HOW TO COMPLETE THIS TASK ->
Answer these from the onion text below:
(a) How long do cut onions keep?
(b) What does mold look like on the cut edge of sliced onions?
(c) At what temperature range should fresh, unpeeled onions ideally be stored?

SELECTED EXTRACT ->
= Beginning of Section =

Knowing how long onions are suitable for is vital in figuring out if an onion is on the verge of spoiling. How long onions stay fresh varies based on several factors, such as peeled or unpeeled, whole or cut, raw or cooked, etc. Whole, unpeeled onions generally keep for up to two months as long as they are stored properly.
Whole, peeled onions only last for two weeks. Cut onions have an even shorter lifespan, as they only keep for seven days. Cooked onions keep for up to five days in the fridge. Frozen raw onions last six months in the freezer, while frozen cooked onions keep for up to three months.
Best Way to Tell If an Onion is Bad
To get the most extended storage life out of your onion, pick the best and freshest ones at the time of purchase. The best veggies feel firm and heavy and don’t have any soft or dark spots. The skin of a fresh onion is dry and papery feeling. Avoid onions that show any sign of damage, including cuts and bruises. Never pick out onions that appear moldy or discolored.
To determine if your onion is bad, look at it, feel it, and smell it. Look for mold, dark or brown spots, or green sprouts on onions. Mold appears as thin white hairs on the cut edge of sliced onions. Fresh onions are firm and smooth.
If your onion feels soft, squishy, or slimy, it is beginning to turn. Finally, fresh onions emit an onion smell, while bad onions emit a foul or rotten odor.
Green onions, scallions, and leeks are firm and almost crispy feeling when fresh. When following proper food storage guidelines, these fresh vegetables keep for up to two weeks inside the crisper drawer of the fridge.
As they go bad, they become soft and flimsy; they also smell bad and may feel slimy to the touch. These types of onions even begin to appear discolored as they start to turn.
Tips about How to Store Onions
To keep onions fresh, they require proper storage. How to store the onions varies based on if the onion is raw, cooked, peeled, unpeeled, cut, or whole. Ideally, save fresh, unpeeled onions between 40° and 50°F. The problem is finding an area in that temperature range, as it’s colder than room temperature and warmer than the fridge.
Ideal storage locations for raw, unpeeled onions include basements, cellars, garages, or another dark place. Never store raw, unpeeled onions in the fridge, as the temperature is too cold, and the environment is too humid. Refrigerators increase the spoiling process, as it allows the onion’s dry skin to absorb moisture.

= End of Section =

STUDY MATERIAL ->

= Beginning of Section =

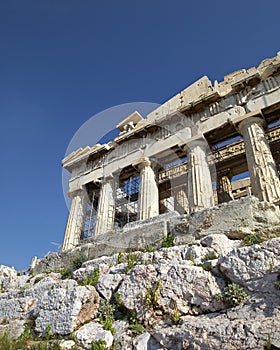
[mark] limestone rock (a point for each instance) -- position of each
(14, 328)
(253, 267)
(93, 331)
(145, 342)
(220, 243)
(67, 344)
(65, 308)
(107, 284)
(122, 337)
(178, 286)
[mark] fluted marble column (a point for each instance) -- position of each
(106, 207)
(224, 190)
(262, 168)
(181, 203)
(76, 219)
(148, 200)
(200, 192)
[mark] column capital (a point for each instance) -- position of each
(249, 121)
(199, 141)
(142, 163)
(76, 192)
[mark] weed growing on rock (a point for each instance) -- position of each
(106, 315)
(210, 256)
(92, 279)
(153, 295)
(168, 242)
(131, 259)
(277, 283)
(120, 257)
(233, 295)
(66, 273)
(176, 315)
(48, 335)
(78, 261)
(98, 345)
(251, 239)
(11, 344)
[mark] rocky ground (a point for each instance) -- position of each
(215, 293)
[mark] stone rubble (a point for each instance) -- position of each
(175, 297)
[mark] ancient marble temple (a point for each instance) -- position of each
(209, 144)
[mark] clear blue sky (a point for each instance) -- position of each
(63, 61)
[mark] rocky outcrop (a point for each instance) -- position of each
(172, 298)
(235, 219)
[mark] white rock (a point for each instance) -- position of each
(67, 344)
(107, 284)
(141, 342)
(93, 331)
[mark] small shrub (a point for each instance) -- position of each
(210, 256)
(176, 315)
(120, 257)
(48, 335)
(106, 312)
(206, 267)
(137, 328)
(66, 273)
(191, 258)
(131, 261)
(233, 294)
(168, 242)
(78, 261)
(251, 239)
(38, 279)
(152, 296)
(98, 345)
(93, 279)
(271, 266)
(27, 334)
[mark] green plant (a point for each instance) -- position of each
(137, 328)
(131, 259)
(78, 261)
(98, 345)
(92, 279)
(277, 283)
(27, 334)
(233, 294)
(210, 256)
(168, 241)
(120, 257)
(271, 266)
(38, 279)
(66, 273)
(48, 335)
(176, 315)
(268, 345)
(152, 296)
(251, 239)
(191, 258)
(4, 321)
(106, 313)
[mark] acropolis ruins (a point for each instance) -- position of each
(209, 144)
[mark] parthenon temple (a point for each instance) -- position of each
(209, 144)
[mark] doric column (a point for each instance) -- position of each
(224, 190)
(148, 200)
(106, 207)
(76, 219)
(181, 203)
(200, 192)
(263, 172)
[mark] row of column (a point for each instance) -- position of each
(262, 168)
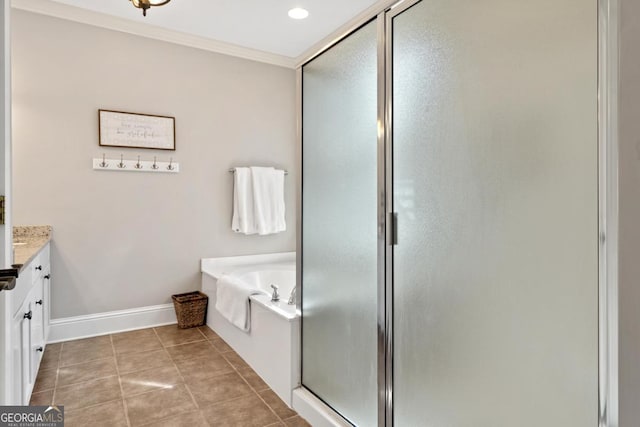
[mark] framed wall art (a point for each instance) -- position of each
(135, 130)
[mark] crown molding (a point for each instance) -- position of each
(85, 16)
(362, 18)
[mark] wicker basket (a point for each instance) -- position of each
(191, 309)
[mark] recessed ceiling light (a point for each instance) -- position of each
(298, 13)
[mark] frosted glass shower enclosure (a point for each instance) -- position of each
(449, 244)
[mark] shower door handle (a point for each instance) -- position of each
(392, 225)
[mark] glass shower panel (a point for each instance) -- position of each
(495, 184)
(339, 220)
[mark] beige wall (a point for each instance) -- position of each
(629, 272)
(126, 240)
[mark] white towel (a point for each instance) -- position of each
(232, 300)
(243, 220)
(268, 200)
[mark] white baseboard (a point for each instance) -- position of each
(316, 412)
(91, 325)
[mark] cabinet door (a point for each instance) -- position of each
(37, 327)
(15, 373)
(46, 305)
(22, 356)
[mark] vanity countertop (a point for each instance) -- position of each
(28, 241)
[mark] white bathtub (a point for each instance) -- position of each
(271, 347)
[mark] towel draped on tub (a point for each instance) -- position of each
(232, 300)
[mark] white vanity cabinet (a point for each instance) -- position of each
(28, 309)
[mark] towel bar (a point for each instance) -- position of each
(232, 170)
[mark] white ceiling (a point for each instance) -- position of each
(257, 24)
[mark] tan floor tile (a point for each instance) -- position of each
(149, 380)
(253, 379)
(136, 341)
(109, 414)
(46, 380)
(151, 407)
(208, 391)
(50, 359)
(221, 345)
(237, 361)
(191, 350)
(44, 398)
(243, 412)
(54, 347)
(279, 407)
(172, 335)
(88, 393)
(297, 421)
(85, 350)
(190, 419)
(204, 367)
(86, 371)
(131, 362)
(208, 332)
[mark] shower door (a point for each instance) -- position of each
(339, 227)
(495, 186)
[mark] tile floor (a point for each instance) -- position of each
(157, 377)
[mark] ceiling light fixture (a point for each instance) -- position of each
(146, 4)
(298, 13)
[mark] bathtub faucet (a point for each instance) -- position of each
(292, 297)
(276, 295)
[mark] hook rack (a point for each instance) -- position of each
(135, 165)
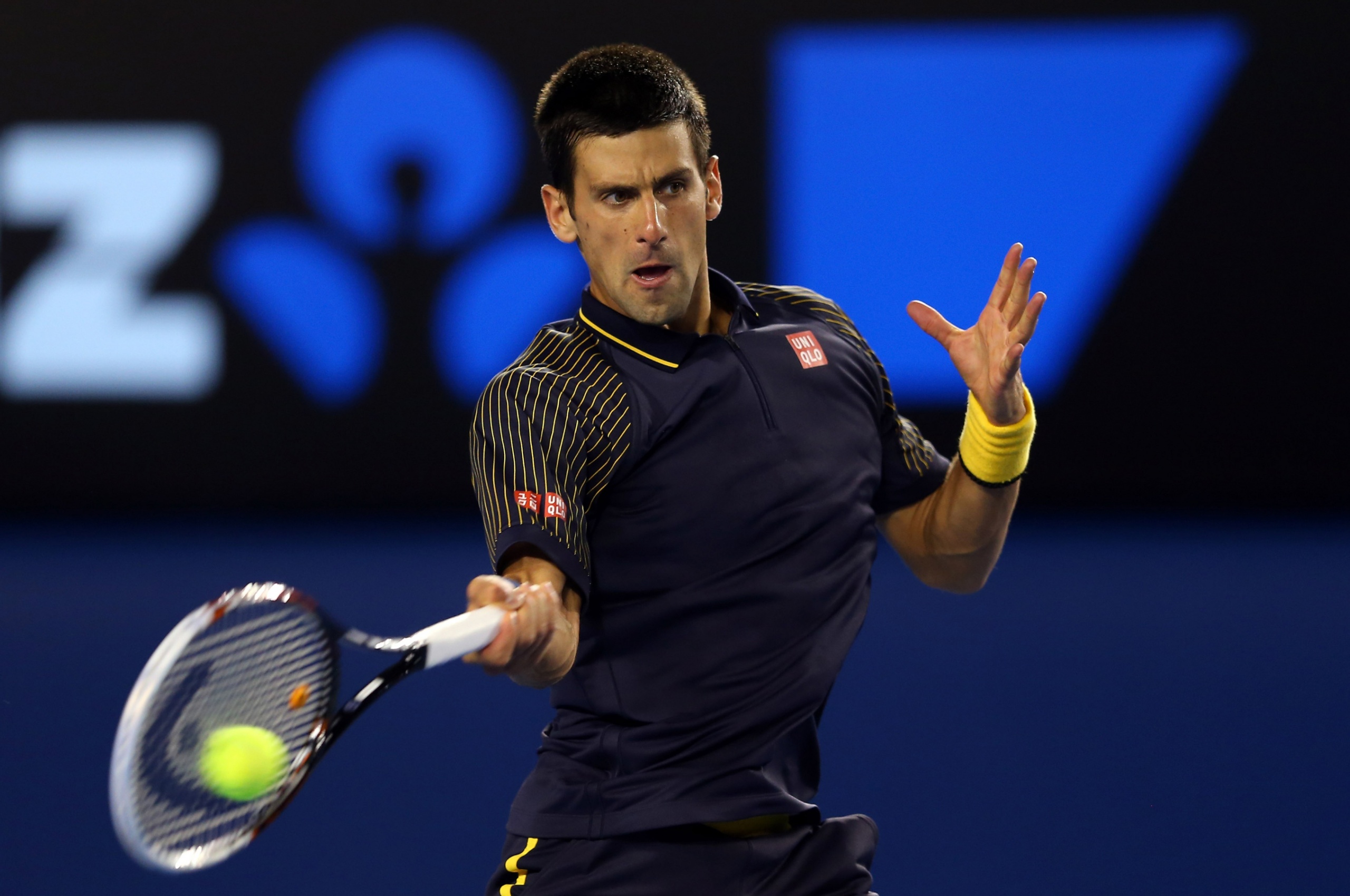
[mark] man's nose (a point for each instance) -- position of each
(654, 222)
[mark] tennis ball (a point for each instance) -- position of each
(242, 762)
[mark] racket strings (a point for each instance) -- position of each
(246, 668)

= End of Section =

EXERCISE RESPONSE ->
(a) Seven days.
(b) Thin white hairs.
(c) Between 40° and 50°F.